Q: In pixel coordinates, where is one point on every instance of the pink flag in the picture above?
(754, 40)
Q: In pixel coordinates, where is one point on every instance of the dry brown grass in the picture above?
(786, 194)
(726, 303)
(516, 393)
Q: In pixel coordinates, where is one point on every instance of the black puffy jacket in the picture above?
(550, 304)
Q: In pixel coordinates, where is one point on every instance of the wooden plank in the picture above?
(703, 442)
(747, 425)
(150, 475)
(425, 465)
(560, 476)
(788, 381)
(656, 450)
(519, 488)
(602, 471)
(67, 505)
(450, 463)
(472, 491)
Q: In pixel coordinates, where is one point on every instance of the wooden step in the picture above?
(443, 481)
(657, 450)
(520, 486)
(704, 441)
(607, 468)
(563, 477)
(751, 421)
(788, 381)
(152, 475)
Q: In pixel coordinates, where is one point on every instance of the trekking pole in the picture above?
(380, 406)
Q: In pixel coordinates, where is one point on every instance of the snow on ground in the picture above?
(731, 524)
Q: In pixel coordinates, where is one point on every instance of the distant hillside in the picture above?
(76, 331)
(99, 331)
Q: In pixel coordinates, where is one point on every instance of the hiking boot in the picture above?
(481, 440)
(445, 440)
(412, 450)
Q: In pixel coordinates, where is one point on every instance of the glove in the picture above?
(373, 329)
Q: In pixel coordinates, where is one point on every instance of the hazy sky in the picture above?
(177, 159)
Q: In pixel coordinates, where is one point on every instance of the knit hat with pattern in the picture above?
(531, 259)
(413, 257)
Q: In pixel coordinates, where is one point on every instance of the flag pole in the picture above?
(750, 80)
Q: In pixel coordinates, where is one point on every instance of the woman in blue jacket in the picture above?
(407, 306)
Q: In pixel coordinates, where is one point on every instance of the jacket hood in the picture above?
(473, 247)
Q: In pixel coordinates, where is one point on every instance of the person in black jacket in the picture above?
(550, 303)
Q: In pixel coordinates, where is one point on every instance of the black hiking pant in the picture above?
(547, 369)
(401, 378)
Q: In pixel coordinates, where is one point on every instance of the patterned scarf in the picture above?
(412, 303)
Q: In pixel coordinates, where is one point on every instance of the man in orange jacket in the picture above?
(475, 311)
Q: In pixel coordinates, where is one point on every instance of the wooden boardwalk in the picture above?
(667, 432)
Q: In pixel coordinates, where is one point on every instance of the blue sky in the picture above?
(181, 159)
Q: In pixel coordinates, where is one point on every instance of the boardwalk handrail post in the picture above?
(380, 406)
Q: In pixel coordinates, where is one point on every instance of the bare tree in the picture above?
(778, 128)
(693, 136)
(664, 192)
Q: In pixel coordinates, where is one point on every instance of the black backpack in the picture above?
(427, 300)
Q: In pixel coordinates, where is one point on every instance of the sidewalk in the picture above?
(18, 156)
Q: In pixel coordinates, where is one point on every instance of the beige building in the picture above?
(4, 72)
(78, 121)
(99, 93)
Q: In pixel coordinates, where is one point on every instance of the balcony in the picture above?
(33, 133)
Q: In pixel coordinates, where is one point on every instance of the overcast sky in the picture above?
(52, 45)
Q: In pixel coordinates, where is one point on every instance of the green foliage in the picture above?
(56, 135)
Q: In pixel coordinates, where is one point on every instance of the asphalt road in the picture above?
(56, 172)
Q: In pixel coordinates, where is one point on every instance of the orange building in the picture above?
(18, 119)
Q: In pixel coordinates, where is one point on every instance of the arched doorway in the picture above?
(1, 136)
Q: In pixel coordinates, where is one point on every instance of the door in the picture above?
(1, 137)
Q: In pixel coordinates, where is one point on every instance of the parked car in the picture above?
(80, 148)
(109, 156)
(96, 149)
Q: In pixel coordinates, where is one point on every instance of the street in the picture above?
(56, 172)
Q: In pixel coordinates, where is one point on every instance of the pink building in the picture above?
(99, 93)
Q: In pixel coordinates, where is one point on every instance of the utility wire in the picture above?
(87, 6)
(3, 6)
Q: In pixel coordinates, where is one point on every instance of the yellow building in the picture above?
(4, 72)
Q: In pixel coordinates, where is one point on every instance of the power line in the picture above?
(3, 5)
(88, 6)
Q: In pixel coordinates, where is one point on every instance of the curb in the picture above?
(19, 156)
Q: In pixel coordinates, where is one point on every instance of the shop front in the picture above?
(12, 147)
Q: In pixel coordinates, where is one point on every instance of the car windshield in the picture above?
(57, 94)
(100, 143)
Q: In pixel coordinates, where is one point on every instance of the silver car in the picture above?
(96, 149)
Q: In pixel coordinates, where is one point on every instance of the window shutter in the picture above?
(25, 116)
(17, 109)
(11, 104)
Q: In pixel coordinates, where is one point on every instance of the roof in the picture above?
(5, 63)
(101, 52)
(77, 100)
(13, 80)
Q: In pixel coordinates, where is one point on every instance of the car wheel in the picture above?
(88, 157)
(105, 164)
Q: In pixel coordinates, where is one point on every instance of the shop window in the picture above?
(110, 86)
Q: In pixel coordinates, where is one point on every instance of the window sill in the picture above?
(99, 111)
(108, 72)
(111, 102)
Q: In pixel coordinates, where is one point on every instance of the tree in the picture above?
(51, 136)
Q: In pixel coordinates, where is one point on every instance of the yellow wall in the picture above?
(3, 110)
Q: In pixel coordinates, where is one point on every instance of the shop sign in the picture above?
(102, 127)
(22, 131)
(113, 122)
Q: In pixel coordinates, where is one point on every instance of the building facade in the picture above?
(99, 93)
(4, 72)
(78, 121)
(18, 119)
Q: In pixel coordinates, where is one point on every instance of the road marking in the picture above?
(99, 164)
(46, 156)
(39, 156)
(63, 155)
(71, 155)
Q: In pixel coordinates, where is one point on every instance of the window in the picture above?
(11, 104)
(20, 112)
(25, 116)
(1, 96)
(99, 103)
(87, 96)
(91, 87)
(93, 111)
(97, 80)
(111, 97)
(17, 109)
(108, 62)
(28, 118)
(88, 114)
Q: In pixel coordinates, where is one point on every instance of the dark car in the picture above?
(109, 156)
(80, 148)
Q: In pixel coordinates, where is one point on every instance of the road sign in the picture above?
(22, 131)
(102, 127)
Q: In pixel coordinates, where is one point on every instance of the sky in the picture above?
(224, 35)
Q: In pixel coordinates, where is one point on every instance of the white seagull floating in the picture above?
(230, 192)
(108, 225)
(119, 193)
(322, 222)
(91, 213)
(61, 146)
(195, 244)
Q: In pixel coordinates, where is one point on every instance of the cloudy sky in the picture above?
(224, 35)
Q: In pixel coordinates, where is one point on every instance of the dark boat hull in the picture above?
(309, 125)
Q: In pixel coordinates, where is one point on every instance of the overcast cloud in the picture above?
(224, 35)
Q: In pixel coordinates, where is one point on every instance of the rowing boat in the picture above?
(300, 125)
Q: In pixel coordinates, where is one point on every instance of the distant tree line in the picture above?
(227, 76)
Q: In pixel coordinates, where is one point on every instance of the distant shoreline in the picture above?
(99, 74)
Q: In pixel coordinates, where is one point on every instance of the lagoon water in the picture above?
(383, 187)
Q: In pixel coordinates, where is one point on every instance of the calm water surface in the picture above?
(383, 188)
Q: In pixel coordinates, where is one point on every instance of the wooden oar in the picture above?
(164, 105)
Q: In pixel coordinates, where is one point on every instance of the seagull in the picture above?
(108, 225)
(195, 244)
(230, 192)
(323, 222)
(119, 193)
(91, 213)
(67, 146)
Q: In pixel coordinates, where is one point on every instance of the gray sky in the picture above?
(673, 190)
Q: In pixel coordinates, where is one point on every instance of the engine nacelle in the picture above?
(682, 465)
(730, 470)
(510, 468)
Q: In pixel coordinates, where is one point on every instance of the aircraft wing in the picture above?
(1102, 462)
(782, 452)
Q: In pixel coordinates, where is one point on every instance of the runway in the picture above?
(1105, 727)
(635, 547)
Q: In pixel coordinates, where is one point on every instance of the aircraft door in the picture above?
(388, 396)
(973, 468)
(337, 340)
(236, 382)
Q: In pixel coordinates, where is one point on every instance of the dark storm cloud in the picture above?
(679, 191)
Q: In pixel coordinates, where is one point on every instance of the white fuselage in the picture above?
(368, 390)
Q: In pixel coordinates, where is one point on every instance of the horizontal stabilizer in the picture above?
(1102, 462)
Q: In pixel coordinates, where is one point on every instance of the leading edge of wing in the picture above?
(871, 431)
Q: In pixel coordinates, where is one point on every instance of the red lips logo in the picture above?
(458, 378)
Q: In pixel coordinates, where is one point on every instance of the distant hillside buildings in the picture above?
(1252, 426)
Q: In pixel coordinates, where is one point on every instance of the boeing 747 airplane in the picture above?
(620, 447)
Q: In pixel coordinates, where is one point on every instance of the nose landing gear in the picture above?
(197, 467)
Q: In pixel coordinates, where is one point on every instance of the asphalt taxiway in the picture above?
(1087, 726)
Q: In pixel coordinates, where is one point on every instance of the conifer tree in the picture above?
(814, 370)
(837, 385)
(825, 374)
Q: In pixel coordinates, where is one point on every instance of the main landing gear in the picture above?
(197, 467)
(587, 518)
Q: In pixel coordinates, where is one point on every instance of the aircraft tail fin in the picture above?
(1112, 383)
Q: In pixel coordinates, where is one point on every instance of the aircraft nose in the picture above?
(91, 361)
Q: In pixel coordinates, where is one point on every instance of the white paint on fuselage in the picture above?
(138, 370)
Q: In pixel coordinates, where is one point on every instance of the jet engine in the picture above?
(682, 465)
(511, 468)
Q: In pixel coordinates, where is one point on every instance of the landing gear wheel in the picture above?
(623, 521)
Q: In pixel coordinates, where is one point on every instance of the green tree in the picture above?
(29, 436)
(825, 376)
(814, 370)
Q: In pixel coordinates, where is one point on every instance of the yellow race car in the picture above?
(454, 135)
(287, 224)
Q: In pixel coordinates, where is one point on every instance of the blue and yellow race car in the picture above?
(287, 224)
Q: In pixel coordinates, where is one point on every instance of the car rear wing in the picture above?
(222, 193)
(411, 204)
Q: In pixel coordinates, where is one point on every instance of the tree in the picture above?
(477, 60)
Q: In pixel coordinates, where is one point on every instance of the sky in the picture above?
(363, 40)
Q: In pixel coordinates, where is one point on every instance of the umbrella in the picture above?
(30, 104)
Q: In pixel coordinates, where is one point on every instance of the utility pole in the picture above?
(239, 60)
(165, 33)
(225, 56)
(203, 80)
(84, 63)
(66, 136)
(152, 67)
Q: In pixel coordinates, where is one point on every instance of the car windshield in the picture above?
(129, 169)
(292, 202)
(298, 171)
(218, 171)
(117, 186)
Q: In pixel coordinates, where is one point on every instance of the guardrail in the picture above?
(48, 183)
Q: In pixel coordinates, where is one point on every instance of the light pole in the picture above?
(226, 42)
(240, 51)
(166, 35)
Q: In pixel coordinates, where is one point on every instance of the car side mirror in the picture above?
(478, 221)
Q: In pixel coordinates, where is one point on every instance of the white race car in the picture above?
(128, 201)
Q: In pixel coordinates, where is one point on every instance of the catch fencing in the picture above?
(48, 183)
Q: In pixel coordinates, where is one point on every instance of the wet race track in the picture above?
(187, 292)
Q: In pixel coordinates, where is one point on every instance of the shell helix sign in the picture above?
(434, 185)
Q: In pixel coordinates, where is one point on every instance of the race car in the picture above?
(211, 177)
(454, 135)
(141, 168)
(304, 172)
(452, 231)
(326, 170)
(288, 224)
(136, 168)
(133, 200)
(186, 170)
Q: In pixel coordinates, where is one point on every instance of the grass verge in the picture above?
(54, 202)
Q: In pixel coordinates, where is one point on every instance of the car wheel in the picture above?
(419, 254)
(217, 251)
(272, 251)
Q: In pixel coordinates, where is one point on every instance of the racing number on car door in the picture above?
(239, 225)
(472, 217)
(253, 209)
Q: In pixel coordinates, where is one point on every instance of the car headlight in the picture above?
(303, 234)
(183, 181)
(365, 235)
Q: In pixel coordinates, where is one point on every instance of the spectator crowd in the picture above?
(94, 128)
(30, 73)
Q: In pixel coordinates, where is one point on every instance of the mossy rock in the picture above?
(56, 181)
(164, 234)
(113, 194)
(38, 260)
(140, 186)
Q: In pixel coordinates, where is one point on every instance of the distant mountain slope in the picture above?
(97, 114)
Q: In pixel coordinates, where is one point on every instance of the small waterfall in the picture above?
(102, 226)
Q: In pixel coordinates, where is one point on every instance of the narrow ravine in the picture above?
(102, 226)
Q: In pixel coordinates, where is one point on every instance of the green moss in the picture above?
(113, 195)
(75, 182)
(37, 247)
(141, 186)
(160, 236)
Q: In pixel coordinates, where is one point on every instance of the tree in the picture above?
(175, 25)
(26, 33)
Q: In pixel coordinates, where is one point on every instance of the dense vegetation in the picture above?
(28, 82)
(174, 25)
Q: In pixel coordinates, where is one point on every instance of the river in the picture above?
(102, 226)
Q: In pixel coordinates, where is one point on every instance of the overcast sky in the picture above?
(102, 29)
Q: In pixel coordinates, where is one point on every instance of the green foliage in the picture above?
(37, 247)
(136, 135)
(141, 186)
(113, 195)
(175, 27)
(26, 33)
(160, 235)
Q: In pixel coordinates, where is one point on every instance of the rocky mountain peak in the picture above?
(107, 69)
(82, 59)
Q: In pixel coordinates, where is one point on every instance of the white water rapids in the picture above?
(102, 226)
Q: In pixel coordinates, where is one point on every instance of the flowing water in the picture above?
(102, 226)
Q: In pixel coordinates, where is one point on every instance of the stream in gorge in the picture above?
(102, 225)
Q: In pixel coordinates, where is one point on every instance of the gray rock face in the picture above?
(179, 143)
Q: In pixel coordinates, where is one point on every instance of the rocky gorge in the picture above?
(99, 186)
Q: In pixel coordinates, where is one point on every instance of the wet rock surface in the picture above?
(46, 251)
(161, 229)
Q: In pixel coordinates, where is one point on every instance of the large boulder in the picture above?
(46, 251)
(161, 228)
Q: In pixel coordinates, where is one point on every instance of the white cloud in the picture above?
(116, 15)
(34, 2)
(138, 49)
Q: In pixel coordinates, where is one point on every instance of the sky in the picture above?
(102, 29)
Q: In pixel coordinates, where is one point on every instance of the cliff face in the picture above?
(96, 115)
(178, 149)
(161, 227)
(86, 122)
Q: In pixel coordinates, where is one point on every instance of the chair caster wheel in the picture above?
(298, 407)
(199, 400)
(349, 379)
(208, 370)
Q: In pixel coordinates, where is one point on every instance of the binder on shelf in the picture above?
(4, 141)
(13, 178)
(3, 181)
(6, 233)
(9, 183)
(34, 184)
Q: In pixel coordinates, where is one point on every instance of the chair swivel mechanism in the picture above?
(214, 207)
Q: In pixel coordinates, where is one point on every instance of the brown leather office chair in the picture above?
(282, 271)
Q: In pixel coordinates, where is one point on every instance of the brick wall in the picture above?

◆ Your goal ◆
Nothing outside the span should appear: transcribe the lines from the one containing "peak in the picture above?" through the last line of the records.

◆ Worked answer ◆
Q: In pixel coordinates, where is one point on every instance of the rocky mountain peak in the picture above?
(107, 69)
(82, 59)
Q: In pixel coordinates, where is one point on every instance of the white water rapids in the picture above?
(102, 226)
Q: In pixel coordinates, where is one point on every instance of the flowing water in the picture above?
(102, 226)
Q: In pixel coordinates, where is one point on every instance of the stream in gorge in the picture above?
(102, 225)
Q: In pixel coordinates, where is one point on every instance of the gray rock face in the picture above?
(179, 143)
Q: In pixel coordinates, where is one point on every instance of the rocky gorge in the picture above?
(99, 186)
Q: In pixel coordinates, where is one point on every instance of the wet rock surface in the picture above?
(46, 251)
(161, 229)
Q: In pixel coordinates, where is one point on every instance of the large boulder in the picture above?
(46, 251)
(161, 228)
Q: In pixel coordinates, where is one point on every instance of the white cloud in the picture above?
(116, 15)
(34, 2)
(138, 49)
Q: In pixel coordinates, where is one point on every instance of the sky in the picture above?
(102, 29)
Q: In pixel coordinates, where is one point on every instance of the cliff face in the picture above?
(96, 115)
(178, 149)
(161, 227)
(86, 122)
Q: In pixel coordinates, where is one point on every instance of the chair caster wheel in the picture above?
(298, 407)
(199, 400)
(349, 379)
(208, 370)
Q: In pixel coordinates, where is one point on every instance of the binder on shelf in the picture above?
(4, 141)
(13, 178)
(3, 181)
(6, 233)
(9, 183)
(34, 184)
Q: In pixel coordinates, where is one point on every instance of the chair swivel mechanism in the picture above?
(214, 207)
Q: In pixel coordinates, where is one point on every instance of the brown leather office chair in the picture above?
(282, 271)
Q: In pixel coordinates, where is one point on every instance of the brick wall in the picture above?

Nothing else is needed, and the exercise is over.